Goal:
Scale the part of the records that opens with the line containing "pinpoint every wet" and runs through the end of the records. Reproduce every line in it, requests included, with each bounding-box coordinate in the answers multiplied by 2.25 and rounded to a whole number, halves up.

Records to process:

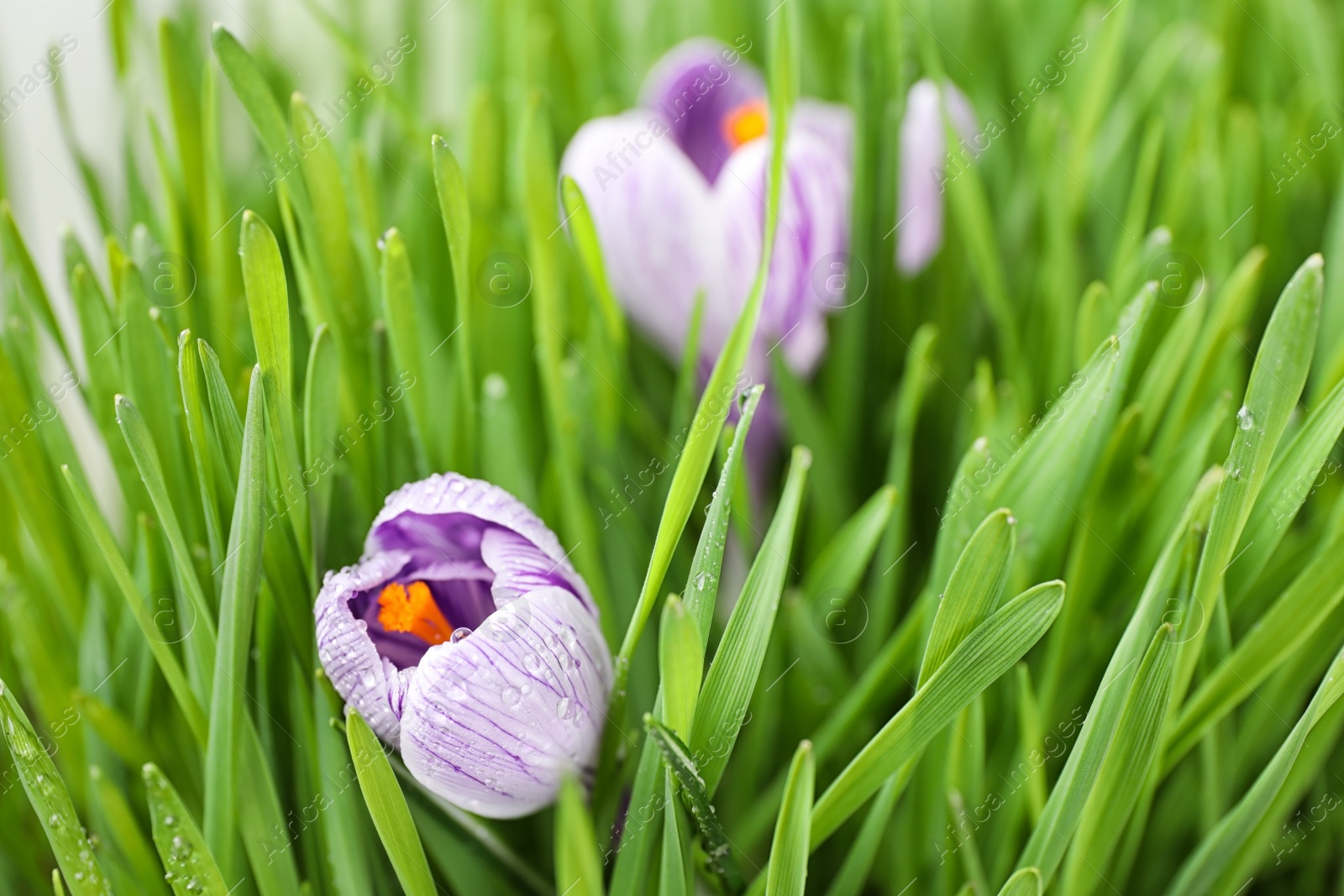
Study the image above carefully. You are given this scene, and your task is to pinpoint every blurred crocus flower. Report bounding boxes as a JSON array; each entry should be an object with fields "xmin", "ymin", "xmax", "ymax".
[
  {"xmin": 896, "ymin": 78, "xmax": 979, "ymax": 274},
  {"xmin": 314, "ymin": 473, "xmax": 612, "ymax": 818},
  {"xmin": 560, "ymin": 38, "xmax": 856, "ymax": 379}
]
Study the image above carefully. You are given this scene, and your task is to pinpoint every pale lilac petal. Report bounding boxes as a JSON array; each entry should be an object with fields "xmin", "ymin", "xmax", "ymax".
[
  {"xmin": 896, "ymin": 78, "xmax": 976, "ymax": 274},
  {"xmin": 560, "ymin": 110, "xmax": 730, "ymax": 358},
  {"xmin": 701, "ymin": 109, "xmax": 853, "ymax": 379},
  {"xmin": 640, "ymin": 38, "xmax": 766, "ymax": 183},
  {"xmin": 313, "ymin": 551, "xmax": 410, "ymax": 747},
  {"xmin": 481, "ymin": 527, "xmax": 596, "ymax": 612},
  {"xmin": 401, "ymin": 587, "xmax": 612, "ymax": 818}
]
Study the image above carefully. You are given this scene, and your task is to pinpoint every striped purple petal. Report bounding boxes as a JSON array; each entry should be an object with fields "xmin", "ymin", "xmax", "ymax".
[
  {"xmin": 314, "ymin": 473, "xmax": 612, "ymax": 818},
  {"xmin": 402, "ymin": 587, "xmax": 612, "ymax": 818},
  {"xmin": 560, "ymin": 81, "xmax": 853, "ymax": 380},
  {"xmin": 896, "ymin": 78, "xmax": 976, "ymax": 274},
  {"xmin": 640, "ymin": 38, "xmax": 764, "ymax": 184}
]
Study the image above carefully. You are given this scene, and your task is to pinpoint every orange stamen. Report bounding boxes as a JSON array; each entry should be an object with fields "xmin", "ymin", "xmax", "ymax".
[
  {"xmin": 378, "ymin": 582, "xmax": 453, "ymax": 643},
  {"xmin": 723, "ymin": 99, "xmax": 770, "ymax": 149}
]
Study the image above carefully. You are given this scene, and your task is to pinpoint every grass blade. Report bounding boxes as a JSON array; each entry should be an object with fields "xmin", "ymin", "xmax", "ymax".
[
  {"xmin": 555, "ymin": 778, "xmax": 602, "ymax": 896},
  {"xmin": 430, "ymin": 134, "xmax": 480, "ymax": 475},
  {"xmin": 204, "ymin": 365, "xmax": 266, "ymax": 876},
  {"xmin": 690, "ymin": 448, "xmax": 811, "ymax": 795},
  {"xmin": 1167, "ymin": 642, "xmax": 1344, "ymax": 896},
  {"xmin": 345, "ymin": 712, "xmax": 435, "ymax": 896},
  {"xmin": 659, "ymin": 594, "xmax": 704, "ymax": 737},
  {"xmin": 642, "ymin": 713, "xmax": 742, "ymax": 893},
  {"xmin": 1062, "ymin": 625, "xmax": 1176, "ymax": 896},
  {"xmin": 764, "ymin": 740, "xmax": 816, "ymax": 896},
  {"xmin": 143, "ymin": 763, "xmax": 228, "ymax": 896},
  {"xmin": 60, "ymin": 466, "xmax": 208, "ymax": 746},
  {"xmin": 1173, "ymin": 254, "xmax": 1324, "ymax": 701},
  {"xmin": 811, "ymin": 582, "xmax": 1064, "ymax": 849},
  {"xmin": 0, "ymin": 681, "xmax": 112, "ymax": 896}
]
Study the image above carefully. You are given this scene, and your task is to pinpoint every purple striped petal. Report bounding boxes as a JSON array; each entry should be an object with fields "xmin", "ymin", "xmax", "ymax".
[
  {"xmin": 314, "ymin": 473, "xmax": 612, "ymax": 818},
  {"xmin": 640, "ymin": 38, "xmax": 764, "ymax": 184},
  {"xmin": 560, "ymin": 101, "xmax": 853, "ymax": 380},
  {"xmin": 402, "ymin": 587, "xmax": 612, "ymax": 818},
  {"xmin": 896, "ymin": 78, "xmax": 976, "ymax": 274}
]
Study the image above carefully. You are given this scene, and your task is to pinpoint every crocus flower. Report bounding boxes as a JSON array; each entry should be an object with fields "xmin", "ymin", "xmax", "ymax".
[
  {"xmin": 896, "ymin": 78, "xmax": 977, "ymax": 274},
  {"xmin": 314, "ymin": 473, "xmax": 612, "ymax": 818},
  {"xmin": 560, "ymin": 38, "xmax": 856, "ymax": 379}
]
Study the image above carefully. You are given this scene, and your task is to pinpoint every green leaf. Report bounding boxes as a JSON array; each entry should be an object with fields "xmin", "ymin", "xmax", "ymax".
[
  {"xmin": 345, "ymin": 712, "xmax": 435, "ymax": 896},
  {"xmin": 605, "ymin": 385, "xmax": 764, "ymax": 893},
  {"xmin": 204, "ymin": 365, "xmax": 266, "ymax": 874},
  {"xmin": 0, "ymin": 681, "xmax": 112, "ymax": 896},
  {"xmin": 381, "ymin": 227, "xmax": 435, "ymax": 470},
  {"xmin": 210, "ymin": 23, "xmax": 289, "ymax": 159},
  {"xmin": 764, "ymin": 740, "xmax": 816, "ymax": 896},
  {"xmin": 811, "ymin": 582, "xmax": 1064, "ymax": 849},
  {"xmin": 304, "ymin": 324, "xmax": 340, "ymax": 572},
  {"xmin": 313, "ymin": 672, "xmax": 374, "ymax": 896},
  {"xmin": 60, "ymin": 466, "xmax": 208, "ymax": 746},
  {"xmin": 481, "ymin": 374, "xmax": 538, "ymax": 511},
  {"xmin": 1062, "ymin": 623, "xmax": 1176, "ymax": 896},
  {"xmin": 143, "ymin": 763, "xmax": 228, "ymax": 896},
  {"xmin": 659, "ymin": 773, "xmax": 692, "ymax": 896},
  {"xmin": 177, "ymin": 329, "xmax": 226, "ymax": 569},
  {"xmin": 116, "ymin": 395, "xmax": 215, "ymax": 679},
  {"xmin": 1167, "ymin": 642, "xmax": 1344, "ymax": 896},
  {"xmin": 430, "ymin": 134, "xmax": 480, "ymax": 475},
  {"xmin": 1227, "ymin": 370, "xmax": 1344, "ymax": 607},
  {"xmin": 642, "ymin": 713, "xmax": 742, "ymax": 893},
  {"xmin": 918, "ymin": 508, "xmax": 1017, "ymax": 685},
  {"xmin": 239, "ymin": 210, "xmax": 312, "ymax": 561},
  {"xmin": 999, "ymin": 867, "xmax": 1042, "ymax": 896},
  {"xmin": 1017, "ymin": 469, "xmax": 1223, "ymax": 885},
  {"xmin": 555, "ymin": 778, "xmax": 602, "ymax": 896},
  {"xmin": 690, "ymin": 448, "xmax": 811, "ymax": 795},
  {"xmin": 89, "ymin": 766, "xmax": 168, "ymax": 893},
  {"xmin": 0, "ymin": 199, "xmax": 70, "ymax": 358},
  {"xmin": 827, "ymin": 773, "xmax": 909, "ymax": 896},
  {"xmin": 1173, "ymin": 254, "xmax": 1324, "ymax": 701},
  {"xmin": 659, "ymin": 594, "xmax": 704, "ymax": 739},
  {"xmin": 560, "ymin": 175, "xmax": 626, "ymax": 356},
  {"xmin": 603, "ymin": 0, "xmax": 798, "ymax": 679},
  {"xmin": 522, "ymin": 96, "xmax": 610, "ymax": 631},
  {"xmin": 1163, "ymin": 518, "xmax": 1344, "ymax": 770}
]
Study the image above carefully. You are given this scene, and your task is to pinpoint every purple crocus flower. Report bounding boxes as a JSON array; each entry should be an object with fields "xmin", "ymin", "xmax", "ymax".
[
  {"xmin": 896, "ymin": 78, "xmax": 977, "ymax": 274},
  {"xmin": 560, "ymin": 38, "xmax": 858, "ymax": 380},
  {"xmin": 314, "ymin": 473, "xmax": 612, "ymax": 818}
]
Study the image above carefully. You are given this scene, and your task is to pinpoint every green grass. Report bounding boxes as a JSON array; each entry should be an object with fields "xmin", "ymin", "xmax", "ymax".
[{"xmin": 0, "ymin": 0, "xmax": 1344, "ymax": 896}]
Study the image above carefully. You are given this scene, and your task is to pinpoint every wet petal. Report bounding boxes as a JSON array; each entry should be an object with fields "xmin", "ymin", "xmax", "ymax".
[
  {"xmin": 365, "ymin": 473, "xmax": 593, "ymax": 605},
  {"xmin": 401, "ymin": 587, "xmax": 612, "ymax": 818},
  {"xmin": 701, "ymin": 110, "xmax": 853, "ymax": 379},
  {"xmin": 313, "ymin": 551, "xmax": 414, "ymax": 746}
]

Task output:
Study the image above carefully. You are given this scene, and your task is to pinpoint every wet petal. Report bounding boxes as a JSON array; each entry should be an object with fields "xmin", "ymin", "xmax", "ymax".
[
  {"xmin": 821, "ymin": 1064, "xmax": 1334, "ymax": 1361},
  {"xmin": 902, "ymin": 1321, "xmax": 1377, "ymax": 1841},
  {"xmin": 1577, "ymin": 248, "xmax": 1919, "ymax": 853},
  {"xmin": 704, "ymin": 1240, "xmax": 932, "ymax": 1679}
]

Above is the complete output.